* Exercise
Every line from the top of the material through the line holding "Target: bear's rounded ear" should be copied exactly, and only those lines.

* Data
------------------------------

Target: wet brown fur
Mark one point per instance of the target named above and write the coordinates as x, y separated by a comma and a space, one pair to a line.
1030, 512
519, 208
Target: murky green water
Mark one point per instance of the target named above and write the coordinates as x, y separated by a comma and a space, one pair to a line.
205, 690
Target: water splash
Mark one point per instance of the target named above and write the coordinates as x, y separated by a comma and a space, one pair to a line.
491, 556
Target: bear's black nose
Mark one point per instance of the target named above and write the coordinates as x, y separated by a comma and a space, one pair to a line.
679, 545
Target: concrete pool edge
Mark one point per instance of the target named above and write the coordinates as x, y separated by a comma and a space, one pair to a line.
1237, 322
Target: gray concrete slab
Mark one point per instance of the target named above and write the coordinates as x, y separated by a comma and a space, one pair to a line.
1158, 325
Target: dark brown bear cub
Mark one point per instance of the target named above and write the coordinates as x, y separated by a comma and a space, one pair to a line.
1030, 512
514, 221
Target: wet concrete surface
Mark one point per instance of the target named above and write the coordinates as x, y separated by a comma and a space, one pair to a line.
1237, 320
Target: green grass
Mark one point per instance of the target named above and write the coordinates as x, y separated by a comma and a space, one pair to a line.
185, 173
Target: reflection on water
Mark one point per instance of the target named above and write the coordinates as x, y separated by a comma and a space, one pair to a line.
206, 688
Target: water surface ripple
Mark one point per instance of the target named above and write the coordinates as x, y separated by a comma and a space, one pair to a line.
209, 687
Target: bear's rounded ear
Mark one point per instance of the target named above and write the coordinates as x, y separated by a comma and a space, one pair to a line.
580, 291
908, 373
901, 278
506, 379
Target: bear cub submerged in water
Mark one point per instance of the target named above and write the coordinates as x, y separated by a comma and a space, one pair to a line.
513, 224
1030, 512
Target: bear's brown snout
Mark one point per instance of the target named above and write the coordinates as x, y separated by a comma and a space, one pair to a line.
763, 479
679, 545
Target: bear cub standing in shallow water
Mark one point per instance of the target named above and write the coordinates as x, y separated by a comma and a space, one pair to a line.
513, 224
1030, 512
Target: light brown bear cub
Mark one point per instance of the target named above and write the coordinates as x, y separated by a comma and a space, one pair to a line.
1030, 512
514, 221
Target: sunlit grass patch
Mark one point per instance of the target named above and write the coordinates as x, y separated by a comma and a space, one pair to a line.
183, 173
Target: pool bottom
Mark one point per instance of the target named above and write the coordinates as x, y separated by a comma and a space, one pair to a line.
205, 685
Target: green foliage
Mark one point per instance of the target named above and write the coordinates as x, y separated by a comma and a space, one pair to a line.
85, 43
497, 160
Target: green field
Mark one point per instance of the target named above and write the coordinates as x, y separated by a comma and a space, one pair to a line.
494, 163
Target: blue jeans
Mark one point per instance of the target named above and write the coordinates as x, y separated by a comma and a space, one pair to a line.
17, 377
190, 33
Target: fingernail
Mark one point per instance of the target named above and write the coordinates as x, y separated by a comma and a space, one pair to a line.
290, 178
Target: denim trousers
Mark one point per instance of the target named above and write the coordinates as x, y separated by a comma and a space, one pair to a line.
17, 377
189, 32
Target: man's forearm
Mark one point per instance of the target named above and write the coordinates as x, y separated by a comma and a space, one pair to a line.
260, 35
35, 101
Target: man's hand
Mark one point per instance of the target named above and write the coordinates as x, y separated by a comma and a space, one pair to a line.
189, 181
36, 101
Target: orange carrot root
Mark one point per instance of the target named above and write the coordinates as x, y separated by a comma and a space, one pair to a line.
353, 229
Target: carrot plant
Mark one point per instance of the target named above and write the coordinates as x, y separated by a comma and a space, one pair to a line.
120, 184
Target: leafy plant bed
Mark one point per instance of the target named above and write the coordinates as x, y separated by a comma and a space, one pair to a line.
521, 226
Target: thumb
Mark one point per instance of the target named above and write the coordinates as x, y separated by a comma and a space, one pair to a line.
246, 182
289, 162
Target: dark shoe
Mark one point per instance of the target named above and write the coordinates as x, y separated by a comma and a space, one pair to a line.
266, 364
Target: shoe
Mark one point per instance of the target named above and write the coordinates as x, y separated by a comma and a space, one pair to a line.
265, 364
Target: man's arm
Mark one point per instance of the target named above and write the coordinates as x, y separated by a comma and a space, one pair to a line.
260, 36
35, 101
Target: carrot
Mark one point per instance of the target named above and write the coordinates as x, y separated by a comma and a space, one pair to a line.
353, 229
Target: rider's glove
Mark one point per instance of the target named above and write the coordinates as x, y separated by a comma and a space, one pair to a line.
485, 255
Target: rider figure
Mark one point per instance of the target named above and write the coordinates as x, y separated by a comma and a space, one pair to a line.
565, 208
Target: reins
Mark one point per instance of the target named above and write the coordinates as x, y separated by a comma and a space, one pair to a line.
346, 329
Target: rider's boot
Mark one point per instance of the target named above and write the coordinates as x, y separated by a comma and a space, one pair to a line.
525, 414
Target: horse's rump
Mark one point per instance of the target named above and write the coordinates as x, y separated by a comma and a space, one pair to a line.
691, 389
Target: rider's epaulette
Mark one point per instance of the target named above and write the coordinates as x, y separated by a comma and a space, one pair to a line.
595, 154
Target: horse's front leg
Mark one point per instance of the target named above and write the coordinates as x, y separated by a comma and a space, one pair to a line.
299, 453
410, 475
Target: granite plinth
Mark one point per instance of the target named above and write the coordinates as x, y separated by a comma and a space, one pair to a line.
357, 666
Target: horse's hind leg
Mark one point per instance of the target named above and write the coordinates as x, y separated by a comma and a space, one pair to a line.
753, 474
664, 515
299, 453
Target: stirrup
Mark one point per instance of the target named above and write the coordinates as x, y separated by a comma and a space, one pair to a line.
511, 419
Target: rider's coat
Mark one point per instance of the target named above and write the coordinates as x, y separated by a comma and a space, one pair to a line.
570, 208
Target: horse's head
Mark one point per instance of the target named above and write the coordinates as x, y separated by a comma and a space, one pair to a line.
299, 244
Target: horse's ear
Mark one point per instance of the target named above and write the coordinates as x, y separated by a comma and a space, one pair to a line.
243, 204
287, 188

------------------------------

* Your response
Target: wet brown fur
Mark one point per instance of the target named above and write the coordinates as x, y separated by a comma and a space, one pair to a line.
1030, 512
519, 208
Target: murky green water
Mark one point per instance of the target named above and write the coordinates as x, y separated by a comma and a space, one pair to a line.
205, 690
Target: water splash
Mark one point per instance of the target named above and write the coordinates as x, y separated by a comma and a space, one pair to a line.
491, 556
Target: bear's black nose
Mark one point per instance of the target named above and write the coordinates as x, y separated by a comma and a space, one pair to a line.
679, 545
Target: concrete pool edge
Mark one point per instance of the target named above and write the coordinates as x, y separated by a comma and a space, one pair to a line.
1237, 322
Target: gray concrete slab
Mark one point per instance of the target named above and write the coordinates as x, y separated by a comma and a space, one pair to a line.
1158, 325
Target: dark brown bear cub
Mark one point per instance of the target named above and write the coordinates as x, y separated by a comma and a space, one pair to a line.
1030, 512
514, 221
Target: wet concrete surface
Mark one point per instance of the target named above and write the coordinates as x, y separated by a comma and a space, one pair to a line.
1237, 320
Target: green grass
Mark one point per instance of the target named above and write the coordinates as x, y separated by a comma and a space, one pair to a line.
185, 173
Target: reflection on water
Mark one point per instance of the target named above and write the coordinates as x, y separated by a comma and a space, one pair to a line.
206, 688
Target: water surface ripple
Mark one point per instance of the target named above and write the coordinates as x, y separated by a comma and a space, one pair to a line.
209, 687
Target: bear's rounded ear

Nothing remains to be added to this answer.